**Exercise prompt:**
Extract every line in the data below that contains the word "helmet", and copy each of those lines in full.

--- Start Source records ---

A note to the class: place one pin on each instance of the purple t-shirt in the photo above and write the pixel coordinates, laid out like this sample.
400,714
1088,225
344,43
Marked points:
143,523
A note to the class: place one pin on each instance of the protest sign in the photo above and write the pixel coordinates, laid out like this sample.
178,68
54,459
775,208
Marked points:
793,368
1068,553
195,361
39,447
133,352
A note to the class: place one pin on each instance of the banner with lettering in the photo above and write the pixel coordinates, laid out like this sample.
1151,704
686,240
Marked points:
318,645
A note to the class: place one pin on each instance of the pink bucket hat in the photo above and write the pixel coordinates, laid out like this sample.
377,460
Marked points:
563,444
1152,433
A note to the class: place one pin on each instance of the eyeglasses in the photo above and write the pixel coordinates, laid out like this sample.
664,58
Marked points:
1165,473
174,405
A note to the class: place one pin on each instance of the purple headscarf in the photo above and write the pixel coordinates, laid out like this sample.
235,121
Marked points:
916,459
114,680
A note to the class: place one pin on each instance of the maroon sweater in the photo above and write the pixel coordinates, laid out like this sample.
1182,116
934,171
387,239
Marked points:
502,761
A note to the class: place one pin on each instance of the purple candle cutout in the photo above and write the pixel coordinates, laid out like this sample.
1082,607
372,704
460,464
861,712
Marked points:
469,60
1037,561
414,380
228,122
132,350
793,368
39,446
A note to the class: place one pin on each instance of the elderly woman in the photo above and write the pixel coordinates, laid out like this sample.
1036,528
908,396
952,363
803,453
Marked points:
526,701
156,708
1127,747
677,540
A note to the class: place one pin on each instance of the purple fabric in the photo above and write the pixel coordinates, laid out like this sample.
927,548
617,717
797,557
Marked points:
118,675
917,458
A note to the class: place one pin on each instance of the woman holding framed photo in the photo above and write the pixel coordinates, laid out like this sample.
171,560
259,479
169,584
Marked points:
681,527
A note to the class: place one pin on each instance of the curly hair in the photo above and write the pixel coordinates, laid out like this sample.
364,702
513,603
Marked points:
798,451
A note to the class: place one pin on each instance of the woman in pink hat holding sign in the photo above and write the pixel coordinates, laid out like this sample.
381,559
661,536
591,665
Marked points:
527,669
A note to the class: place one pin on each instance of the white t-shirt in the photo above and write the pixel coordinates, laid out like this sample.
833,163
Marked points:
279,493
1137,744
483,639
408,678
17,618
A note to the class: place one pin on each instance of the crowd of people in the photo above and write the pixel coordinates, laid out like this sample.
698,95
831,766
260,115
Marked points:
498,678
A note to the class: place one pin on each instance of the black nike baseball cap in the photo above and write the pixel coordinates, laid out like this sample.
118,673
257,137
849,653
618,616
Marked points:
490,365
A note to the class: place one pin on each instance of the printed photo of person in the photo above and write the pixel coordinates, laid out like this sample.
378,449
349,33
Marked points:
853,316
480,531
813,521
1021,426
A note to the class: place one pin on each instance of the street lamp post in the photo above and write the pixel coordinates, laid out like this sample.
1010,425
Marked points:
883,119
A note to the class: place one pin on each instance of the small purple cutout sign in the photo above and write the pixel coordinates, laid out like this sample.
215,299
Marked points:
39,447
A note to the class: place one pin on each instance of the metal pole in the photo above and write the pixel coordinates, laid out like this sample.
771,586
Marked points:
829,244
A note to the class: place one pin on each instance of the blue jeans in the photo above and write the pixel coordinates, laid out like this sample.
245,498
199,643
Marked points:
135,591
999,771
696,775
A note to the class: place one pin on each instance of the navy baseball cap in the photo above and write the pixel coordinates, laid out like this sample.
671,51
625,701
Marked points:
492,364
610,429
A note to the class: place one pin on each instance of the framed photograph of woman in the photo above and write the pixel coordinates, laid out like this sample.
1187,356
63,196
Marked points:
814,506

--- End Source records ---
--- Start Source records ---

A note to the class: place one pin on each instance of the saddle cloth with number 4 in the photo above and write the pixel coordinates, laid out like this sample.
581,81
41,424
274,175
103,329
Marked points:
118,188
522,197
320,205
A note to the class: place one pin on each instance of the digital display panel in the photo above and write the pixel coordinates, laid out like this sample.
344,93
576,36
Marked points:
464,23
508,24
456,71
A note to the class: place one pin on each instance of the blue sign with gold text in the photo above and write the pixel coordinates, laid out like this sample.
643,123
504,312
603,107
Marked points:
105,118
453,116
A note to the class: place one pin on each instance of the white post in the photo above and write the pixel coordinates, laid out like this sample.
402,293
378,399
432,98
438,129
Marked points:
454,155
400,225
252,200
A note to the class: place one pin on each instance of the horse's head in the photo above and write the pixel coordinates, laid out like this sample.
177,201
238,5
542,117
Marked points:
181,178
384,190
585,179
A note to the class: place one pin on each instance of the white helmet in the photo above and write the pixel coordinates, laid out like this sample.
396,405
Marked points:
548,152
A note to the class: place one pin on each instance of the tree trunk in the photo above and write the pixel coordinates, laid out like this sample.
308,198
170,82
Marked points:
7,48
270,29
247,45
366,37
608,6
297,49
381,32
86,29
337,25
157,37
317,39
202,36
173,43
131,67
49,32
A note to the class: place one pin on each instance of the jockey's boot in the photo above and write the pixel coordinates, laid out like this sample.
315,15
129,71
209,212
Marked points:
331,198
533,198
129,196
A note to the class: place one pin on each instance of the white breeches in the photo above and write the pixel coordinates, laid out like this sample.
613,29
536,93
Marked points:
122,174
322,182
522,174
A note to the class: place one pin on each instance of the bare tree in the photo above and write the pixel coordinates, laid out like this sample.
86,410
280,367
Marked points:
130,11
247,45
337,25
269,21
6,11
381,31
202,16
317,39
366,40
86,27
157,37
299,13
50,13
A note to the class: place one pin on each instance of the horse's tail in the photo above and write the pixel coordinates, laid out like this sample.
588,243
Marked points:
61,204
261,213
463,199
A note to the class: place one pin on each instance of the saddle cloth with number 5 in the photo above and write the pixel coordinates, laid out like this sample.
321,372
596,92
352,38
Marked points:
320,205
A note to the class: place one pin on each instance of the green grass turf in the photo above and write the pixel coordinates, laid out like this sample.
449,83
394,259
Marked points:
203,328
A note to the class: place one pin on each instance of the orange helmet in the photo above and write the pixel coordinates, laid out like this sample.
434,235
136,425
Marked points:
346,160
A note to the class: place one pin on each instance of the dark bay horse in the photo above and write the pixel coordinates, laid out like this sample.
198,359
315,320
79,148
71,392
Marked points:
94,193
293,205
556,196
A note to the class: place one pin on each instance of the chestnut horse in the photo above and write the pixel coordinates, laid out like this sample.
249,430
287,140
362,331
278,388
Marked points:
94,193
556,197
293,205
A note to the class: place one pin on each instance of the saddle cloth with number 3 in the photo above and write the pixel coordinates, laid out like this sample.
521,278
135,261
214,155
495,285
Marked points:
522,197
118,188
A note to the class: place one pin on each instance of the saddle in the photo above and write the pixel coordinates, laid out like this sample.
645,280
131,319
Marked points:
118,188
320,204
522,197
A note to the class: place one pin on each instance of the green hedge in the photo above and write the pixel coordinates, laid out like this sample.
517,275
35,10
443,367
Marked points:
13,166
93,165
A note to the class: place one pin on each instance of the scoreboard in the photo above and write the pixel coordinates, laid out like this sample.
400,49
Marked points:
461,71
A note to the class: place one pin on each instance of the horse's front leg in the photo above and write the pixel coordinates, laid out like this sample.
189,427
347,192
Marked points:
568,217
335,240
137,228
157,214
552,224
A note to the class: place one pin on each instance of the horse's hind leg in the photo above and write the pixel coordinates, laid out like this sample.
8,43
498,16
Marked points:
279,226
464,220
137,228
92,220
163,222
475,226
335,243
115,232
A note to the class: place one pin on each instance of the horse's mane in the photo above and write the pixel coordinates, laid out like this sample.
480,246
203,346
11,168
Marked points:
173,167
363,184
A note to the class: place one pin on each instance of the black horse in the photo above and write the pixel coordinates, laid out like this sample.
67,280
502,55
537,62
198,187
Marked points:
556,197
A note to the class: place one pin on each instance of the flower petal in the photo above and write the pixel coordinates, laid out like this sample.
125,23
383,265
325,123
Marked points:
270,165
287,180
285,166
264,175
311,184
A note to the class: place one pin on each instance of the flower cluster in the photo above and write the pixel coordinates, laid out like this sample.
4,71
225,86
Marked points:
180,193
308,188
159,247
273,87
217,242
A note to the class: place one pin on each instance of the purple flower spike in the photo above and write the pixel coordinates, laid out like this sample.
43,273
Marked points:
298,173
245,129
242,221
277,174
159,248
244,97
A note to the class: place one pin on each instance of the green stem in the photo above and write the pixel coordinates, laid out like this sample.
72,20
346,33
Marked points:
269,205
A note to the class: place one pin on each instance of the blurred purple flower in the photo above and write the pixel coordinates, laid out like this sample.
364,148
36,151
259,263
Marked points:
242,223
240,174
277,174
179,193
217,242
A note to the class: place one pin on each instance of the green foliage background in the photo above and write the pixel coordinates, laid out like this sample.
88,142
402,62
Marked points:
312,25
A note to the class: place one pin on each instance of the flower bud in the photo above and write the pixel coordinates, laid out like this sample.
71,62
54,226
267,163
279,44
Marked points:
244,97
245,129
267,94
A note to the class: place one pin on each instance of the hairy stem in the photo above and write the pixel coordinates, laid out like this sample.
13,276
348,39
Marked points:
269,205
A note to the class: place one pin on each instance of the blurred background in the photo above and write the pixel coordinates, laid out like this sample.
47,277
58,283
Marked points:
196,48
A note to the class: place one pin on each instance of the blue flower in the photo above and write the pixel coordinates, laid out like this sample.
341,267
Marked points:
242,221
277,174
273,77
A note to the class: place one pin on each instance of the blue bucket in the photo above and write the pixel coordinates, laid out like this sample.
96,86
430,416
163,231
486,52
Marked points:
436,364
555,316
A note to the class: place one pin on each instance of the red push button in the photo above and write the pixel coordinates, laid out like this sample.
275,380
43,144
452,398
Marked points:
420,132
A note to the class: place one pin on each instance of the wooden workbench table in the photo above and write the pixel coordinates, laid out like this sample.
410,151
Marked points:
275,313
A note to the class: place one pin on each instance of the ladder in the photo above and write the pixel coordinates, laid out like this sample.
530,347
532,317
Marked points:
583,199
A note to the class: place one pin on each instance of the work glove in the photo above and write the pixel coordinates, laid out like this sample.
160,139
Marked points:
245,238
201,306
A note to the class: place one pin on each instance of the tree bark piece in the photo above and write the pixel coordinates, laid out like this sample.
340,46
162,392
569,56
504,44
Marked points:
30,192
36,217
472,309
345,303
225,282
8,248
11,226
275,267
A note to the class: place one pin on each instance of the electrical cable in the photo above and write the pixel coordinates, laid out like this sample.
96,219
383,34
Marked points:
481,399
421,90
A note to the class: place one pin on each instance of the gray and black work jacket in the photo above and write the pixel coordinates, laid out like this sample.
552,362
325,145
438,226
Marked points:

--- End Source records ---

**Completed exercise:**
A note to the class: place one pin on each instance of the white helmet in the photo above and write the pixel coordinates, laid out like this sample.
A note to the class: place one pin on each instance of the orange helmet in the photo above and write the pixel coordinates, laid out like this sample.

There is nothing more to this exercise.